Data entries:
####################
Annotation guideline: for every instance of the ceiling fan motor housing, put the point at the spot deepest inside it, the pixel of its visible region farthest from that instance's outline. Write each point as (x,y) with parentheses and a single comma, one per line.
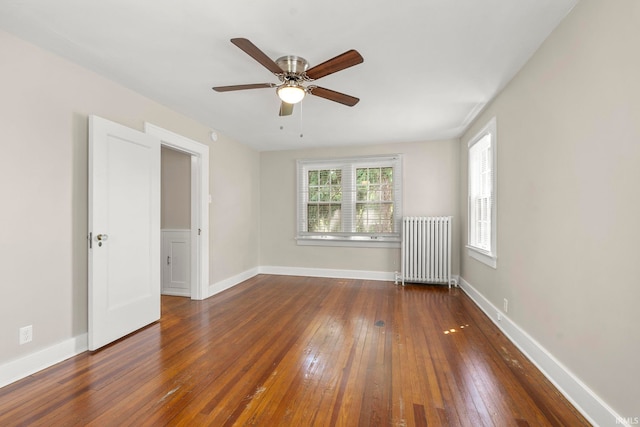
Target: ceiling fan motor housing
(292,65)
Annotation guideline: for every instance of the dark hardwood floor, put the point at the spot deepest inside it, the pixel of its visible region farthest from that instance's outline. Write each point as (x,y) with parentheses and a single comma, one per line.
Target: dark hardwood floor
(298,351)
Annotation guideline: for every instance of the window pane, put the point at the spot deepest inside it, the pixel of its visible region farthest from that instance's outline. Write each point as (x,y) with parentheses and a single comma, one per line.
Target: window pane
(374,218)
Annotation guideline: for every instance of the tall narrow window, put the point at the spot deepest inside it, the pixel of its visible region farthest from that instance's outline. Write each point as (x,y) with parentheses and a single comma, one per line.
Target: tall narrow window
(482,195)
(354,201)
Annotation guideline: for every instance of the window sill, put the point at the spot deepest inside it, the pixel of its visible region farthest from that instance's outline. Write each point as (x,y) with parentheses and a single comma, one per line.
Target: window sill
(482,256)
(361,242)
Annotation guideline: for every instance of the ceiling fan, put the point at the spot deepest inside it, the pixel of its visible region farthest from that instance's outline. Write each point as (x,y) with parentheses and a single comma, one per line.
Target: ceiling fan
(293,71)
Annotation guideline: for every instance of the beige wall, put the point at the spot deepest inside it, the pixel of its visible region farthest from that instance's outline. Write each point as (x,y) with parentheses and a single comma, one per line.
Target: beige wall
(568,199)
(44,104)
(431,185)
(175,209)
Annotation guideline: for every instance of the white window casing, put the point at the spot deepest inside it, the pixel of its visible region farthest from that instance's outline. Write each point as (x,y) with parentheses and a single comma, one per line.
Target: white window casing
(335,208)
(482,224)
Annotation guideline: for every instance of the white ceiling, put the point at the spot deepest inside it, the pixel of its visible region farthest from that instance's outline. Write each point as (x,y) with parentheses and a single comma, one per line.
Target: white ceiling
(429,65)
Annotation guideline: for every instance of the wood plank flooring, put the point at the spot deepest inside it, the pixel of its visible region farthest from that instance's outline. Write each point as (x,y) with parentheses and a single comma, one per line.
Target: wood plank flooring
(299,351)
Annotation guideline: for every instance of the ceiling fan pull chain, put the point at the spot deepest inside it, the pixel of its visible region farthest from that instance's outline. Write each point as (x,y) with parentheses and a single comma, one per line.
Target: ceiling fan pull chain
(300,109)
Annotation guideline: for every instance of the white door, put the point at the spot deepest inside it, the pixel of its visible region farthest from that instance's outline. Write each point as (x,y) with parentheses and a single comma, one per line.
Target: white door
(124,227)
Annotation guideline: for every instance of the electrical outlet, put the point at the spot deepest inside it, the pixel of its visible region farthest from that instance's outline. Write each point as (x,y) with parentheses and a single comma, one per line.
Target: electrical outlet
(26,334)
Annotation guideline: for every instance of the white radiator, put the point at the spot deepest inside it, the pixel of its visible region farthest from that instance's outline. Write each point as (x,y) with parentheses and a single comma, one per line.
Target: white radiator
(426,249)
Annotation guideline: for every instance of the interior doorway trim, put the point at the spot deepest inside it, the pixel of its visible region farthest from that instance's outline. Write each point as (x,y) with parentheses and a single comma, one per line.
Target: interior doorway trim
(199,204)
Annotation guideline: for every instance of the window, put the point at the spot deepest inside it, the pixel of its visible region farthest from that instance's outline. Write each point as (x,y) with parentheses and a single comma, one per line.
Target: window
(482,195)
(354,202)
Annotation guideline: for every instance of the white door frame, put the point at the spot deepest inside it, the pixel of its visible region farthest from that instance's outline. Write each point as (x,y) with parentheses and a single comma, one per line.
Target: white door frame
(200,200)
####################
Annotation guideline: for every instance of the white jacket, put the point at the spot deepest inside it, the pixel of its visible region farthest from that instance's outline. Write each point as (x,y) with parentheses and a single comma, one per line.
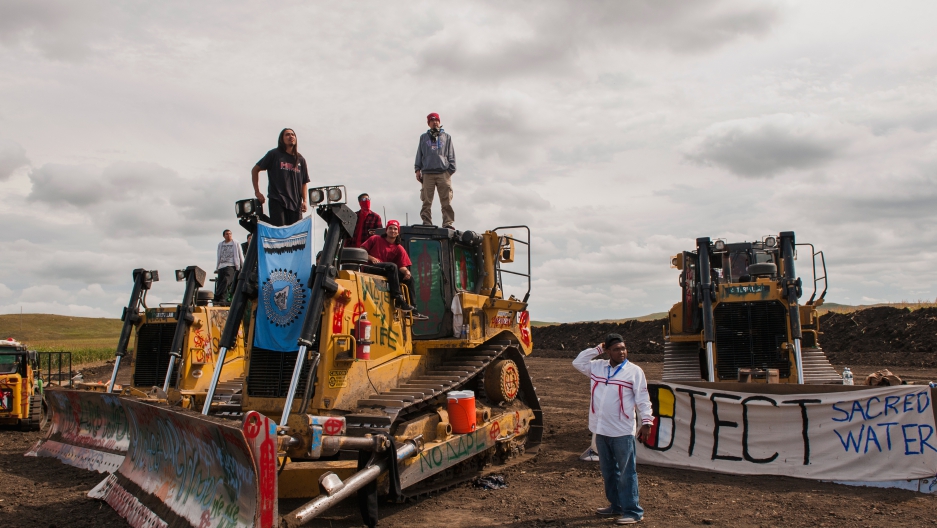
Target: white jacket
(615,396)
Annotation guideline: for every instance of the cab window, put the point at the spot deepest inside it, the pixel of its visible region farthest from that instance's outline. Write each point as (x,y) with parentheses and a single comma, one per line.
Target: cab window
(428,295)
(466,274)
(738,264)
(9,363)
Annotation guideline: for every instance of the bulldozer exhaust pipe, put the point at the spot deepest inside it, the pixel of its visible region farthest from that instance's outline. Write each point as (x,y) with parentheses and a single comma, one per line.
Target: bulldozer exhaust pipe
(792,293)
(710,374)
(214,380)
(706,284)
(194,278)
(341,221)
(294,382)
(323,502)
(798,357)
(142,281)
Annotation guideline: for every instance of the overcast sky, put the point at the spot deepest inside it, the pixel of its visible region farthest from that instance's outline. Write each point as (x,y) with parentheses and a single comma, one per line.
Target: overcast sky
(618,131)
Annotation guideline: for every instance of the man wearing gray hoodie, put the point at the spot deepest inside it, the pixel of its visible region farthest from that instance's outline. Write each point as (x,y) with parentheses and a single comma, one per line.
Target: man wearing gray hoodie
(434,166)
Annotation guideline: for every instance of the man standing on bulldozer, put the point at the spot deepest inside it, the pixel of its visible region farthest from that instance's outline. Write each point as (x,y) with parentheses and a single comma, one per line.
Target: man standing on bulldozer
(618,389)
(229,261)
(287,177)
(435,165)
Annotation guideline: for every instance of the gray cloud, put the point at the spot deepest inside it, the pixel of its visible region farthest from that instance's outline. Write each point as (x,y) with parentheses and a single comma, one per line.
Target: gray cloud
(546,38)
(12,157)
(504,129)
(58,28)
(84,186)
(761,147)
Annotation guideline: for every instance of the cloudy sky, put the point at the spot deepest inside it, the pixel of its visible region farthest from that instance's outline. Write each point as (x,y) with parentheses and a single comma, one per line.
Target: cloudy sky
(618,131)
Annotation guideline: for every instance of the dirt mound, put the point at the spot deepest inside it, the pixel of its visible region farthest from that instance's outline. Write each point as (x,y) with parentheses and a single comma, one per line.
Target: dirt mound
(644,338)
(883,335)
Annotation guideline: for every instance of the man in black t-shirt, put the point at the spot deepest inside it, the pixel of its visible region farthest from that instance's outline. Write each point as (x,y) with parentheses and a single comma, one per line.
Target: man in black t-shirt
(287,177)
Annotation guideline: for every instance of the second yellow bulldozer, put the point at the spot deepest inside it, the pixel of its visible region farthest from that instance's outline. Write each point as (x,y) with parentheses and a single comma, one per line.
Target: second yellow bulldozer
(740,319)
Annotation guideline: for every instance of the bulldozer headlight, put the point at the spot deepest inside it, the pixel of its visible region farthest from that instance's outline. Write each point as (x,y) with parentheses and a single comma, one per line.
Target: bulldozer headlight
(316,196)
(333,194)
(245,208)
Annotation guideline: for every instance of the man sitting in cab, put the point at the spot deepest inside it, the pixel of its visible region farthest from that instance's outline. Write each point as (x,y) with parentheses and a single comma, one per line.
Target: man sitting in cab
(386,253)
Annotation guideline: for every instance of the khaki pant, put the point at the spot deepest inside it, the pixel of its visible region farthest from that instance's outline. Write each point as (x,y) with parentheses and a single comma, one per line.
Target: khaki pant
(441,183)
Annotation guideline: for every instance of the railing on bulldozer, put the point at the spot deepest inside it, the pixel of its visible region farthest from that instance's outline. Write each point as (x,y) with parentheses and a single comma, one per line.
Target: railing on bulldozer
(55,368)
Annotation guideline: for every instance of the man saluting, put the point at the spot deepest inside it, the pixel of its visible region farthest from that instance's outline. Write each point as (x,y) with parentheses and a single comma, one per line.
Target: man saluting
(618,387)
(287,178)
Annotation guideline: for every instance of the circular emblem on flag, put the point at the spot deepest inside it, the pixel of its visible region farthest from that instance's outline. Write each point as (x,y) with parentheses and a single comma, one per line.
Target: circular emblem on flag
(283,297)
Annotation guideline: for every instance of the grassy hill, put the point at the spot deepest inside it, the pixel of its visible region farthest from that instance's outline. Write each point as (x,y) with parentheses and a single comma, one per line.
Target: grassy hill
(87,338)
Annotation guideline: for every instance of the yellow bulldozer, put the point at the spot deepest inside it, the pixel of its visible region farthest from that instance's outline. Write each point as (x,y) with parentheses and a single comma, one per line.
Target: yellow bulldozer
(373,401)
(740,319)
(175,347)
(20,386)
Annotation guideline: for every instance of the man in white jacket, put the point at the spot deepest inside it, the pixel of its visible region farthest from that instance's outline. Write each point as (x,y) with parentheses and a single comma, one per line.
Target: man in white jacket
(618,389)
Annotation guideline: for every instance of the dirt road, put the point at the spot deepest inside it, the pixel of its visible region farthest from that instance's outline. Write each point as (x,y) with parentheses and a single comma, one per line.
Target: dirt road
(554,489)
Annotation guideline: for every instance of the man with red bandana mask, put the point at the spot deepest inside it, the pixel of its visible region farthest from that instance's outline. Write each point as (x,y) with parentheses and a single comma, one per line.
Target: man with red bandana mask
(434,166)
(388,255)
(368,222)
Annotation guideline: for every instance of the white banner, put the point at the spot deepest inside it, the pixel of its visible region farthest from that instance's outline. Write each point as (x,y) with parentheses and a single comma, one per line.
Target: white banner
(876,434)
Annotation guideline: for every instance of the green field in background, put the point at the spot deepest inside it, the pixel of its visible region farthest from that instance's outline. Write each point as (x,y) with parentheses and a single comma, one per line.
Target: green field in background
####################
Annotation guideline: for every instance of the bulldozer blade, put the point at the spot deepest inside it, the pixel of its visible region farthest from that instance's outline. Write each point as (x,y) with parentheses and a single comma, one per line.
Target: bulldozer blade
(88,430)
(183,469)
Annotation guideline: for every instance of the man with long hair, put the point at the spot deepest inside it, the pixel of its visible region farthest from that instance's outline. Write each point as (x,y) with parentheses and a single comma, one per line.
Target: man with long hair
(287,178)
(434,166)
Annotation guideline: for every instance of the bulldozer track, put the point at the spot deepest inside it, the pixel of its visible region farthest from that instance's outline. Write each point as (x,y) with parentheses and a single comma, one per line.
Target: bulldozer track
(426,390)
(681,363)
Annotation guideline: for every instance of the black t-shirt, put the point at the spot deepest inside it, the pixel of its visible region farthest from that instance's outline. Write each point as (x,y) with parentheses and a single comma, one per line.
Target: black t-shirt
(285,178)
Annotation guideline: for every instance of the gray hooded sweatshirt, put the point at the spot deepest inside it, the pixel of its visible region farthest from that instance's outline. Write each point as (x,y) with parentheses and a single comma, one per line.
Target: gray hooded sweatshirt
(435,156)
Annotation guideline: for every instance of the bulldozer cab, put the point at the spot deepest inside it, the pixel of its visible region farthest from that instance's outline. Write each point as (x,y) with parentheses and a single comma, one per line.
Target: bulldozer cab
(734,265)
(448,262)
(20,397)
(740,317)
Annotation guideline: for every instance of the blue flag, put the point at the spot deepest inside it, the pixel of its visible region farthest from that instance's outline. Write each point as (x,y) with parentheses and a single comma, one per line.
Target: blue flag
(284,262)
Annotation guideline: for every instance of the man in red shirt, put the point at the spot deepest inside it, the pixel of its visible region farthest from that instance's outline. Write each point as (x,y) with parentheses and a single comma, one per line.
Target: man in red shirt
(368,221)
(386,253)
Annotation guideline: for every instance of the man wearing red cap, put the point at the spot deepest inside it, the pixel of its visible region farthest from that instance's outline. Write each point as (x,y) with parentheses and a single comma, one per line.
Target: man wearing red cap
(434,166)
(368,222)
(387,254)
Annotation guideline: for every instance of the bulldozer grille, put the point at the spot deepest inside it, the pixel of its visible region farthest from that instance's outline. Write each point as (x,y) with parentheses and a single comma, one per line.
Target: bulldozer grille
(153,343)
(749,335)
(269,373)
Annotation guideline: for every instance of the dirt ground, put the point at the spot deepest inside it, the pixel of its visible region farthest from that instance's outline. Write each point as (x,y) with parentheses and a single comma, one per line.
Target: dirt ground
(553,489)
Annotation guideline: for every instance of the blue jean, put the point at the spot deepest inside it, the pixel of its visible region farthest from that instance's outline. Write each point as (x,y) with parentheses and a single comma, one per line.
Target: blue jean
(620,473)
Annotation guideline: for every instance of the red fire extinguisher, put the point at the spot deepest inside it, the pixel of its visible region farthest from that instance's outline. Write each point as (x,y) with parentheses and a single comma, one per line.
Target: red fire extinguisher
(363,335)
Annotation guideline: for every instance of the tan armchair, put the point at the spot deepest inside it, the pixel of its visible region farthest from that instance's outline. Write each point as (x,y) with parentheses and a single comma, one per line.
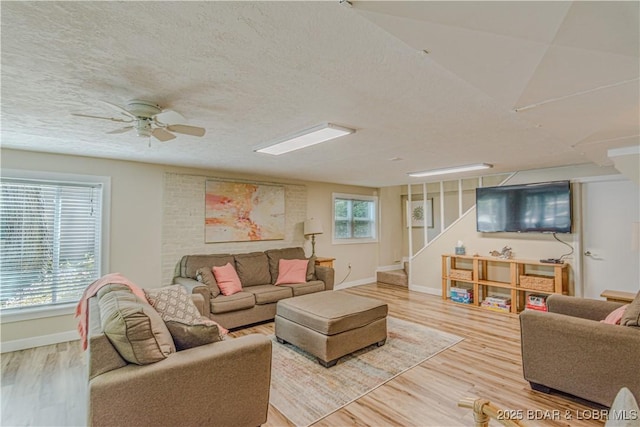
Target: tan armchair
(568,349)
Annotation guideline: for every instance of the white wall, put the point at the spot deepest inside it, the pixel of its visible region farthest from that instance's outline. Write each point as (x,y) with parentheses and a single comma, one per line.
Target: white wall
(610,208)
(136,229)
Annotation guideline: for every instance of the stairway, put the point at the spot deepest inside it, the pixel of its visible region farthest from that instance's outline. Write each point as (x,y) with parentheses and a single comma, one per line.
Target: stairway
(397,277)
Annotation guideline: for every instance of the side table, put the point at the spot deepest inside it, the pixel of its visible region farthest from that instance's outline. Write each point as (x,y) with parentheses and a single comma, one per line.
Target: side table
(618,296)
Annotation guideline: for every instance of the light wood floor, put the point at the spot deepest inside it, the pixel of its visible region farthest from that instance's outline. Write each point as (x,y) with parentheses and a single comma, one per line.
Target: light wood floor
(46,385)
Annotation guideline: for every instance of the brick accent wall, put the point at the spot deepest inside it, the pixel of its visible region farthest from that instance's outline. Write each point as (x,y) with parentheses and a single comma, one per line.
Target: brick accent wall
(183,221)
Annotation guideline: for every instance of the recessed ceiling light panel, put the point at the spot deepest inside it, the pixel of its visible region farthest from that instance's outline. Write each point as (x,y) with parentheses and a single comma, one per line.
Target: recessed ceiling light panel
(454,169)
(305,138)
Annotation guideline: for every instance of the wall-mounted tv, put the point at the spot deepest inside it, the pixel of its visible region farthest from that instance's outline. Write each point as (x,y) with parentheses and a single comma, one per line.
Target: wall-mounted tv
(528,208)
####################
» Exercise directions
Copy every line of the records that contains the string "exhaust". Case counts, so skip any line where it appears only with different capitalization.

» Task output
Annotation guideline: for every instance of the bulldozer exhaust pipe, put the point at the spot deepest inside it, the pixel of its visible region farthest from that instance's outline. Write each point as (x,y) with parentheses and a single comma, one per line.
Target: bulldozer exhaust pipe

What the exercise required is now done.